▶ Instructions:
(A) Set down, word for word, the part of the Allene and Mollie text starting with "Missing: Allene and" and going on through "March 28, 2005.".
(B) According to the Allene and Mollie text, what served as the family's only toilet in the trailer?

▶ Given text:
Missing: Allene and Mollie

"I'm just so scared I'll never see them again," says Michelle, whose two daughters, Mollie, 14, and Allene, 12, were abducted by their father, Michael Hari, on March 28, 2005.

She takes a look back at the events leading up to their disappearance. "Michael would get angry if he didn't think I was living up to the expectations of a wife. In his eyes, I could never do anything right. Michael teased me a lot throughout our marriage. He said he was testing my moods, if I could take it or not. He would point a finger at me like he was going to poke it in my eye and just do it over and over and over, and I would beg him to stop. Michael teased my daughters too. He would hold them upside-down when they were infants, ask them to hug him, and if they refused him, he would threaten to spank them."

Michelle's husband decided to answer his religious calling and to pursue what he considered a purer way of life. The family moved into a 1969 trailer with no running water, electricity or indoor plumbing, in a small community in the woods. Their only toilet was a five-gallon bucket with a toilet lid. Michael read Bible verses and sang hymns at certain times of the day along with his family. He soon befriended a man who was part of the Worldwide Church of God. "The Worldwide Church of God has some very radical beliefs on the Bible," says Michelle.


Her husband started buying guns and rifles. His friend told the couple that he could help them disappear from society if they needed to. "Michael would threaten to take our daughters and go into the underground and tell me I would never see them again. I didn't want to lose my babies," says Michelle.


Michael came across the Old German Baptist Church on the Internet, and Michelle attended one service with him. "This was not like any church I had ever been in," she says. "I thought, I can't do this anymore. I can't continue this roller coaster, so I came back to the area I grew up in, I got a job, and I got a divorce."

▶ Point-per-instance localization data:
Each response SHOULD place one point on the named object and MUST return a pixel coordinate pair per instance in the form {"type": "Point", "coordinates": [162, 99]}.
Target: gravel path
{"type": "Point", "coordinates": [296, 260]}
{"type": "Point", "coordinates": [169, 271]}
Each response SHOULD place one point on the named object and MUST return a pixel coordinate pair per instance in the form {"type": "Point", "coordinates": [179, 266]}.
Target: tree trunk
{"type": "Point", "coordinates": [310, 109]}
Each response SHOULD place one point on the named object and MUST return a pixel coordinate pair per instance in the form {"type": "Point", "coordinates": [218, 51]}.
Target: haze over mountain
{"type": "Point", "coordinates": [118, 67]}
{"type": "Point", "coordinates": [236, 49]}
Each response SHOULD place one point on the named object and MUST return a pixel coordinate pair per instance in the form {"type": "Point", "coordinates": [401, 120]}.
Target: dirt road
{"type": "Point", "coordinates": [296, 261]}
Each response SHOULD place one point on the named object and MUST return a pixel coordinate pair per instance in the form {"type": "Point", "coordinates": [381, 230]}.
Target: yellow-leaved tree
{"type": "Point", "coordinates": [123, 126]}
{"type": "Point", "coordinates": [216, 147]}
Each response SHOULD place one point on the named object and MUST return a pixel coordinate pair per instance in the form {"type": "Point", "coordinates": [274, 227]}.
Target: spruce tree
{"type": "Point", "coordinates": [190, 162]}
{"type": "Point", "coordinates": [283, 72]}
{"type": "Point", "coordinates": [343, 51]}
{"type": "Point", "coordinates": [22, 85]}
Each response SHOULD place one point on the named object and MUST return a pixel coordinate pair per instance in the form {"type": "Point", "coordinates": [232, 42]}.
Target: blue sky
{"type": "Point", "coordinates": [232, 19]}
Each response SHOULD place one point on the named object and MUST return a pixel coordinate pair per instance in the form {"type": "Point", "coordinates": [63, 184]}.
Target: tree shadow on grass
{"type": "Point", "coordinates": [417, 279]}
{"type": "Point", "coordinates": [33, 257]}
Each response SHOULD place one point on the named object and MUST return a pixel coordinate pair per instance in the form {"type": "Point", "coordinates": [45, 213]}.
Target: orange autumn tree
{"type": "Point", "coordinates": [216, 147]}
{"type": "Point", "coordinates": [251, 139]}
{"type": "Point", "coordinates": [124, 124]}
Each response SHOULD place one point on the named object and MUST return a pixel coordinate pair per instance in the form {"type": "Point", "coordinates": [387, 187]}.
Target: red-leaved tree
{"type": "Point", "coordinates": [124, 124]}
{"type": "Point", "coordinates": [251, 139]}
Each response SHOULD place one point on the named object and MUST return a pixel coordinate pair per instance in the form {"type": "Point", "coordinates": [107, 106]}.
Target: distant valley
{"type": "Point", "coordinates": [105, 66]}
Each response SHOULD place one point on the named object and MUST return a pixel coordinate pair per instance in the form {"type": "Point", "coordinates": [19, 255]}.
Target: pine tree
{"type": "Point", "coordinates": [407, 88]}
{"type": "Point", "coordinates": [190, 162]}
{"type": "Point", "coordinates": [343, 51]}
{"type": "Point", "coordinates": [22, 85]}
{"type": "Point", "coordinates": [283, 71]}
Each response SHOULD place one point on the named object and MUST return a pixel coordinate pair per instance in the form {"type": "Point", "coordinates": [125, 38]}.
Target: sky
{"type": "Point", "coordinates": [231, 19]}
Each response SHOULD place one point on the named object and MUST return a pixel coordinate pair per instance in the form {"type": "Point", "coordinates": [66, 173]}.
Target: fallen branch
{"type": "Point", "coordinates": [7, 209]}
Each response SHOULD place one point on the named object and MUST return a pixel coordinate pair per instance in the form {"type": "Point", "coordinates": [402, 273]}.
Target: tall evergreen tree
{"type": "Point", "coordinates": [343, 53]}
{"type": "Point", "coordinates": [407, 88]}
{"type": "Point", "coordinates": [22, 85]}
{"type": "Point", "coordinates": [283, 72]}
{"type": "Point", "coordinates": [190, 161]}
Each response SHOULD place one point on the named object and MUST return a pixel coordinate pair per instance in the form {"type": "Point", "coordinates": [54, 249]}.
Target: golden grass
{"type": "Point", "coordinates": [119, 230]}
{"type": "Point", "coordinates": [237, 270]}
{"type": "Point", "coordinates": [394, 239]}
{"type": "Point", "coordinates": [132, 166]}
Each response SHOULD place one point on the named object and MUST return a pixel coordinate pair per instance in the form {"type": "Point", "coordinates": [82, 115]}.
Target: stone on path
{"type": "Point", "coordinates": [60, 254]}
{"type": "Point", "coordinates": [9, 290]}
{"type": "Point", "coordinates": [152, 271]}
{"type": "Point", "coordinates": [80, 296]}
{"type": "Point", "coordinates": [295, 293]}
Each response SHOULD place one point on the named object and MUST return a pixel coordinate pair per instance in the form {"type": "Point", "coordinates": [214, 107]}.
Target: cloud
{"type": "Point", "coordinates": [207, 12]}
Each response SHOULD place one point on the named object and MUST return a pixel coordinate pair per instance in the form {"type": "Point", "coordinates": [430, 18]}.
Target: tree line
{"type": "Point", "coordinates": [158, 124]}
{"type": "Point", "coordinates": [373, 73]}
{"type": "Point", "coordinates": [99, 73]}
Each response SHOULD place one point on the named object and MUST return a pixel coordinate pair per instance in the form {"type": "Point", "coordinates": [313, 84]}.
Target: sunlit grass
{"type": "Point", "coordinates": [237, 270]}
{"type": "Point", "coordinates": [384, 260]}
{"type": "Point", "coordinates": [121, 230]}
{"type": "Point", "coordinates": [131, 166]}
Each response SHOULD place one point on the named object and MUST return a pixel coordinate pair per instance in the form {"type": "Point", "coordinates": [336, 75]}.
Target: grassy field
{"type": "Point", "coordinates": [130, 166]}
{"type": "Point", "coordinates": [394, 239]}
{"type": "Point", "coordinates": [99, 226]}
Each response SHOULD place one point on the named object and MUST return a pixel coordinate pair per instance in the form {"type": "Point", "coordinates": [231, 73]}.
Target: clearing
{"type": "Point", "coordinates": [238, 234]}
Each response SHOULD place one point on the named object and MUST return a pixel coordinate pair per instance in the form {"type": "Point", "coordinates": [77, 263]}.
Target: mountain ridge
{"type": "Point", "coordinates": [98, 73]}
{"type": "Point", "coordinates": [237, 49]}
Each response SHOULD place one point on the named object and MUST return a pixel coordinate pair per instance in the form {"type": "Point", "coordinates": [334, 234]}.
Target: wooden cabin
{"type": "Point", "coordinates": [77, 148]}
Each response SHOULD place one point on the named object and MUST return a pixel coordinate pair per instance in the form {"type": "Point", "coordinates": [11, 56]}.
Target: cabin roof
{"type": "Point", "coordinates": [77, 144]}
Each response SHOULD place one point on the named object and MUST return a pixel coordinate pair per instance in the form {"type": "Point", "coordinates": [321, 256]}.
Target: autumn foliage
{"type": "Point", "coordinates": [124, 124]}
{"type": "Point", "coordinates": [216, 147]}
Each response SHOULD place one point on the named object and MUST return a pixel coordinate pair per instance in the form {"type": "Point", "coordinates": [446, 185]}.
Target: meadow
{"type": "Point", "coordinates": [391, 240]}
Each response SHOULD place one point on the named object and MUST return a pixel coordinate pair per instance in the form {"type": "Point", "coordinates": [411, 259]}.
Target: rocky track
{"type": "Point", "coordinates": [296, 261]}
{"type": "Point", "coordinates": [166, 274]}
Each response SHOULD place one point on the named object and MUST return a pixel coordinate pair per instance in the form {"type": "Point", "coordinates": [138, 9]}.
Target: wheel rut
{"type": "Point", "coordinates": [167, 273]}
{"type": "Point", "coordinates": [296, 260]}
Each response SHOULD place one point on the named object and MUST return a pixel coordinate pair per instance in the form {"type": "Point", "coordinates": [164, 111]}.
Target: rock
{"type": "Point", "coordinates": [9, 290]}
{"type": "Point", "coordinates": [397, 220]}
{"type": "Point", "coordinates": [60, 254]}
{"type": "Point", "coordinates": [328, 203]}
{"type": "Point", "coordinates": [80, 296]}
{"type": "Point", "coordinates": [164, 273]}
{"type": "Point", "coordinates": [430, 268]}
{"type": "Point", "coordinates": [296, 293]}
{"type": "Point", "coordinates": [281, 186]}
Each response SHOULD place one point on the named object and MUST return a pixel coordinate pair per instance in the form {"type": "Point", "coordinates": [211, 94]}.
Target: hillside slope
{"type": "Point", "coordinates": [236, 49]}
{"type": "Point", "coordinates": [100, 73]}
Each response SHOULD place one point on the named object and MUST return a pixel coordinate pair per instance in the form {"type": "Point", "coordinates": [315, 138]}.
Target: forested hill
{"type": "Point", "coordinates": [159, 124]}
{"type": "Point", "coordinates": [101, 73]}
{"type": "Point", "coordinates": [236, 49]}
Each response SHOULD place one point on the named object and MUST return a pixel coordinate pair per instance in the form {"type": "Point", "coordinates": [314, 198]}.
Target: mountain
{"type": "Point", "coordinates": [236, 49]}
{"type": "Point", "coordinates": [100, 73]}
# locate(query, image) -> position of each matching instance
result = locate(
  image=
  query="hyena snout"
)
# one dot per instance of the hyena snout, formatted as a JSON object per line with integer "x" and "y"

▶ Per-task outputs:
(A)
Missing: Allene and Mollie

"I'm just so scared I'll never see them again," says Michelle, whose two daughters, Mollie, 14, and Allene, 12, were abducted by their father, Michael Hari, on March 28, 2005.

(B) A five-gallon bucket with a toilet lid.